Trecho da fonte:

####################

E se nossa realidade fosse televisionada? Junto com ela, todas as violências que sofremos diariamente? E se os maridos agressores filmassem os momentos “estressados” com suas mulheres? E se, a partir de agora, todo criminoso filmasse sua execução ou agressão? Como seria o mundo se tudo fosse filmado e postado no YouTube ou no Facebook?

É essa pergunta que fica na cabeça depois de sentir e é claro, assistir Este ambiente está sendo filmado?. E tudo foi filmado mesmo. O curta mostra a trajetória de três jovens, depois de um tempo de terem vivenciado um acidente em plena avenida de São Paulo: um homem morto assustou os três baladeiros, que viram o corpo no carro, antes de ir para uma balada, que não foi tão interessante naquela noite.

O curta começa com as lembranças de David e Sarah sobre o ocorrido na noite. Enquanto ouvimos os relatos dos dois, durante a própria gravação sabemos que o terceiro amigo presente na noite é quem está filmando o curta e, por mais que ele não apareça, está presente nas narrações e participa da história, mesmo sem vermos seu rosto ou ouvirmos seu depoimento.

Além da narração – algumas vezes exagerada, pois o narrador poderia falar menos que o público entenderia de qualquer forma a proposta do curta –, também vemos cenas fortes de violência, expostas em pequenos quadros espalhados pela tela, mas que já causam incômodo em alguns espectadores. A narração faz algumas relações das imagens “caseiras” com outras situações de guerra e outros vídeos disponíveis na internet. Sarah fala sobre a questão da impotência que temos diante de uma situação de perigo e logo depois desse depoimento, podemos pensar, ironicamente, sobre essa impotência, o vídeo mostra um homem sendo atacado por leões e logo em seguida, outro vídeo de uma mulher sendo atacada por um homem.

####################

Dados fornecidos:
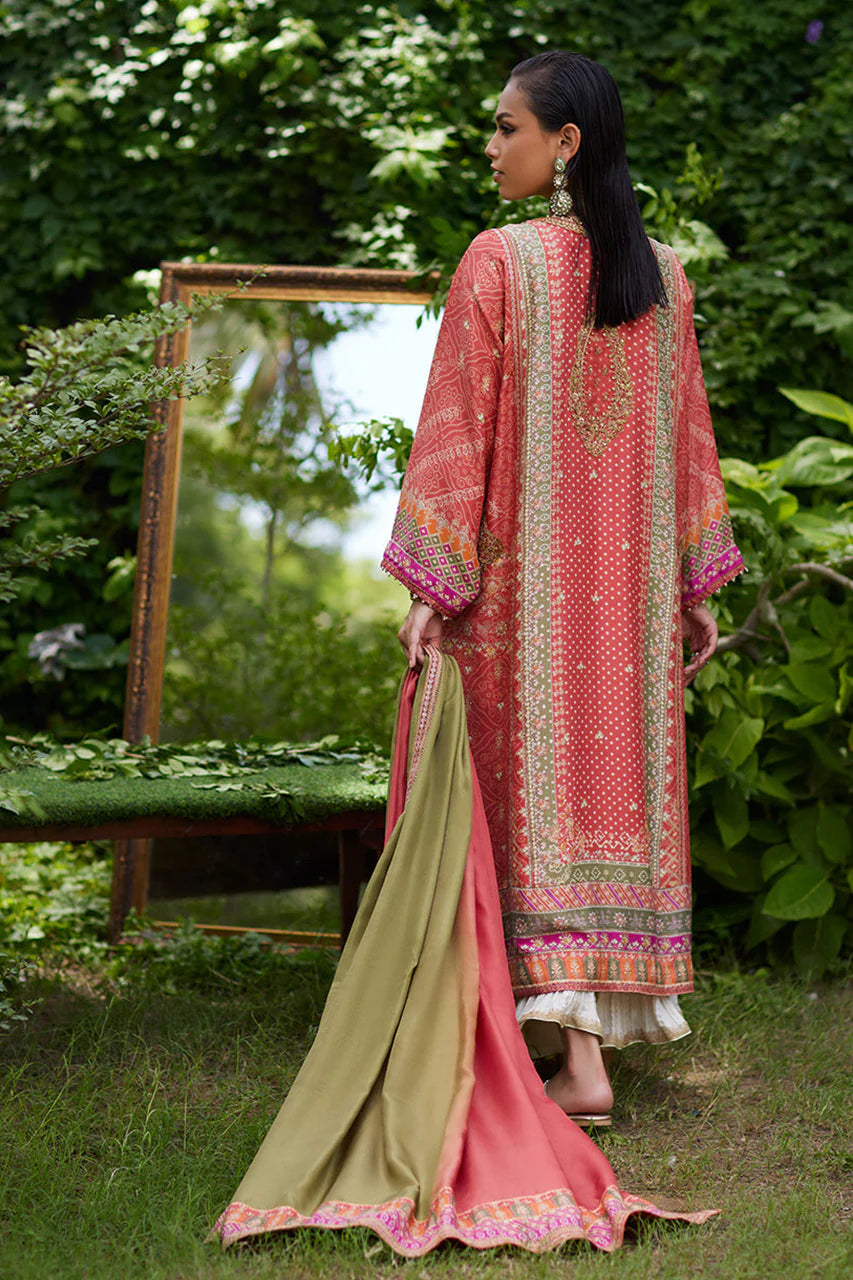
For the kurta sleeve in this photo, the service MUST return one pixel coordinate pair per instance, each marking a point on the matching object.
(710, 557)
(433, 543)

####################

Objetivo: Copie da resenha do curta tudo o que vai de "E se nossa realidade" até "interessante naquela noite.", sem alterar nada.

Resposta:
E se nossa realidade fosse televisionada? Junto com ela, todas as violências que sofremos diariamente? E se os maridos agressores filmassem os momentos “estressados” com suas mulheres? E se, a partir de agora, todo criminoso filmasse sua execução ou agressão? Como seria o mundo se tudo fosse filmado e postado no YouTube ou no Facebook?

É essa pergunta que fica na cabeça depois de sentir e é claro, assistir Este ambiente está sendo filmado?. E tudo foi filmado mesmo. O curta mostra a trajetória de três jovens, depois de um tempo de terem vivenciado um acidente em plena avenida de São Paulo: um homem morto assustou os três baladeiros, que viram o corpo no carro, antes de ir para uma balada, que não foi tão interessante naquela noite.